---- EXTRACT PROVIDED

Monday, Mar. 29, 1926
New Plays
Easter and One Day More. The first of these is by Strindberg and the second by Joseph Conrad, and the two were introduced as companion pieces by The Stagers. Michael Strange--she who is Mrs. John Barrymore--made her first important professional appearance in the former and quite confounded the obstinates who had seen her play a small part in a summer stock company last July and said she could not act. She was not exceptional, but she was good.
Easter is a confused parable about a family whose father was in jail because of the unfortunate results of dipsomania. The same strain of insanity runs in the daughter's blood. In her semi-bemused conversation, the playwright has set the sharpest jewels of his philosophy. Some of the jewels did not twinkle very clearly. Easter is symbolic, Continental, difficult, and not particularly stimulating to the casual U. S. mind. Which may prove to certain erudites that it is a good play.
The Conrad piece is a sea sketch about a wandering son home after 16 years. It is in a mood made familiar by the short sea plays of Eugene O'Neill. And in this case it is by no means stubborn patriotism that encourages the report that the O'Neill plays are considerably superior.
The Girl Friend. The movement for smaller and smarter musical comedies which various producers have contemplated since Sunny eliminated competition in the more spacious field, has at last unearthed a good one. The Girl Friend is not guaranteed unconditionally, but it offers a consistently agreeable display. It has good music and unquestionably the best lyrics in town. It has a sound enough set of jokes and more than the usual allotment of brisk dancing. Eva Puck and Sam White, vaudeville favorites, are the featured entertainers. They too, if not supreme, are soundly satisfactory. They tell the story of a chicken-rancher on Long Island who became a champion six-day bicycle rider. And of his girl, who was so dumb that when he took her to The Big Parade he had to buy her a flag.

--------

**SET TASKS**
1. Reproduce the passage of the new plays review starting with "The Conrad piece" and going on through "are considerably superior.".
2. In the new plays review, how many years has the wandering son been away in the Conrad piece?
The records come from a separate source unrelated to the review.

---- DATASET EXTRACT

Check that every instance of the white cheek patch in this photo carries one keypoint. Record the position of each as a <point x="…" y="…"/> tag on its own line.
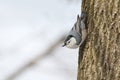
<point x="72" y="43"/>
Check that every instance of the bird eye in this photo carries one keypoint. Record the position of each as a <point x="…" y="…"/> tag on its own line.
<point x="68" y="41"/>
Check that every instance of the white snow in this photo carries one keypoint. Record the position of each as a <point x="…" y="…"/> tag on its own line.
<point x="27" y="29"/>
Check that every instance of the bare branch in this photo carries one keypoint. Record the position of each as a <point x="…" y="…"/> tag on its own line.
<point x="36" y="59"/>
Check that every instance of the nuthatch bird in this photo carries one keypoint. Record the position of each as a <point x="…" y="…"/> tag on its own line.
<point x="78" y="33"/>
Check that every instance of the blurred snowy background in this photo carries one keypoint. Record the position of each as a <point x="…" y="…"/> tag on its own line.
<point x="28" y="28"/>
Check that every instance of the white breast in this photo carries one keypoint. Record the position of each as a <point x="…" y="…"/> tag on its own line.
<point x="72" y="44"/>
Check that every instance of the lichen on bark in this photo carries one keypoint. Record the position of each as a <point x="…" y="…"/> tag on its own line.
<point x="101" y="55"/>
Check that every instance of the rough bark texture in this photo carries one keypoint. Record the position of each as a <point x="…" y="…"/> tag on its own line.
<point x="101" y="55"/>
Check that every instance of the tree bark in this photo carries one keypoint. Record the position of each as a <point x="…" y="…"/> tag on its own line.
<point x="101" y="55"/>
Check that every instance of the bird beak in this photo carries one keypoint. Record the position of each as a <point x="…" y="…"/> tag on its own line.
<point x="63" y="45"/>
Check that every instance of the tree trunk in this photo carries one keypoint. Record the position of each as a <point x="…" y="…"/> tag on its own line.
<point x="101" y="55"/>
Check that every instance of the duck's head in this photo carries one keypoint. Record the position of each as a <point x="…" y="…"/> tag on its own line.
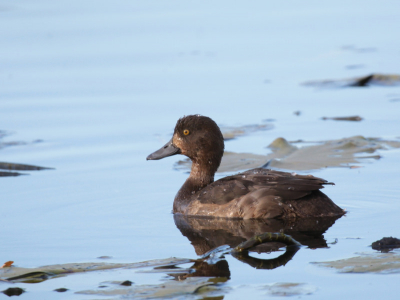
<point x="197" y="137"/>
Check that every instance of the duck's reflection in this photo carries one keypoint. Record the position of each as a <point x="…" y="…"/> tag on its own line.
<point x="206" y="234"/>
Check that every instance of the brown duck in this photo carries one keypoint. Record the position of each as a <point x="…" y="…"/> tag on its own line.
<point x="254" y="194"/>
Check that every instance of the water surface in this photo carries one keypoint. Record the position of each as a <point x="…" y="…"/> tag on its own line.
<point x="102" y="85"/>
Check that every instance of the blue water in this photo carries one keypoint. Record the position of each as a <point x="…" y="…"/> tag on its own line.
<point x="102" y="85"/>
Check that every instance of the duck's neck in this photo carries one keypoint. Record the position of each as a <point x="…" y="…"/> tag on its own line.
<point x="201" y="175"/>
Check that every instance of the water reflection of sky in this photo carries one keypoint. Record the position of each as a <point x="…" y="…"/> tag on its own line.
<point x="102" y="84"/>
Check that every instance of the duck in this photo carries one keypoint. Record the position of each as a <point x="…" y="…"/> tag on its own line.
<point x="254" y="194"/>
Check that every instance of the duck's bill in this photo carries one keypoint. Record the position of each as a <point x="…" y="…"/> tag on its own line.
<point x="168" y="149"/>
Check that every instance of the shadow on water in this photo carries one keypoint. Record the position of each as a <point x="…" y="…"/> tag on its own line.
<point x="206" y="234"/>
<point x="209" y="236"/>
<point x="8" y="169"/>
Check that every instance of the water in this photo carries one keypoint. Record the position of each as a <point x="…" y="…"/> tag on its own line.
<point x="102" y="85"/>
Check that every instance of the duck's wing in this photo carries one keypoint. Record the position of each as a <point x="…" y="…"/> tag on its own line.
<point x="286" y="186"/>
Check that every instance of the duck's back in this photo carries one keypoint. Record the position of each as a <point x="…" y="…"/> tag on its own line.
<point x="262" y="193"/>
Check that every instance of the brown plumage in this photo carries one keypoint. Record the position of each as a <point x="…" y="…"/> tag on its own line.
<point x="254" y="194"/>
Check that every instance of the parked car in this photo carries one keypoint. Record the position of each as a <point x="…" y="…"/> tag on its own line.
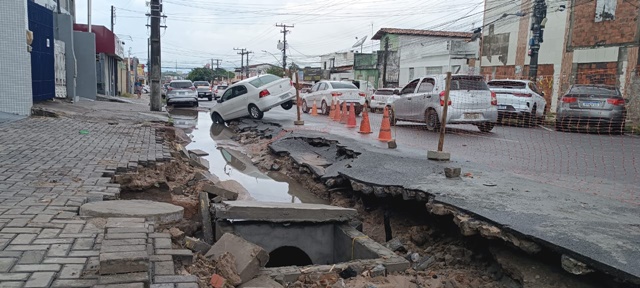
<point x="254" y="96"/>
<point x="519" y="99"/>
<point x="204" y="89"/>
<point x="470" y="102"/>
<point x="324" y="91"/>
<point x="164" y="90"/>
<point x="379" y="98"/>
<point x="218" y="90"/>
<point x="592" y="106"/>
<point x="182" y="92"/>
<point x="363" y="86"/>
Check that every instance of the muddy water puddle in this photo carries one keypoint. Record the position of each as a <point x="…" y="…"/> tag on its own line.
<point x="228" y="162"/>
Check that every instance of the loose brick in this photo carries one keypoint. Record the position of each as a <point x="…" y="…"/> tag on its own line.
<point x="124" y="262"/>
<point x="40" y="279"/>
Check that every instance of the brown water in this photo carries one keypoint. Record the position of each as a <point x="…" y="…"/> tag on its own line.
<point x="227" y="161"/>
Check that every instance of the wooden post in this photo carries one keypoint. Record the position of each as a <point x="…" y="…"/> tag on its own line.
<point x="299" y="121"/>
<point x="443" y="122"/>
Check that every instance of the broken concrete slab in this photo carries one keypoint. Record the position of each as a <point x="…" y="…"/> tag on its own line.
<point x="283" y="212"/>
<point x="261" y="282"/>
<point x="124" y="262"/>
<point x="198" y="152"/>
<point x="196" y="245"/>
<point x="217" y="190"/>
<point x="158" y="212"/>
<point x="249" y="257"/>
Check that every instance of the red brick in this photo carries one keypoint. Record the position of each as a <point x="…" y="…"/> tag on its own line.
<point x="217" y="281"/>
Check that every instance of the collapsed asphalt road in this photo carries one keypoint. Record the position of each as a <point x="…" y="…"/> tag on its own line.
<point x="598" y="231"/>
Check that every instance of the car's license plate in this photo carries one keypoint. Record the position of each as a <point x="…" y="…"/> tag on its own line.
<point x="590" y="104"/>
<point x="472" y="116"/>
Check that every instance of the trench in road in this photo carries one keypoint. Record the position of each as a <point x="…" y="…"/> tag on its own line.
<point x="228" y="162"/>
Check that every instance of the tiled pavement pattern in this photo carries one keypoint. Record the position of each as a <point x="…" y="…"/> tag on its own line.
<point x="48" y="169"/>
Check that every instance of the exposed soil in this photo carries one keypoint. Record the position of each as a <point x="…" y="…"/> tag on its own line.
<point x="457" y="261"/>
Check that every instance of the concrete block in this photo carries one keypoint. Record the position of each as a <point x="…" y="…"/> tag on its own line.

--------

**EXPECTED OUTPUTS**
1.
The Conrad piece is a sea sketch about a wandering son home after 16 years. It is in a mood made familiar by the short sea plays of Eugene O'Neill. And in this case it is by no means stubborn patriotism that encourages the report that the O'Neill plays are considerably superior.

2. 16 years.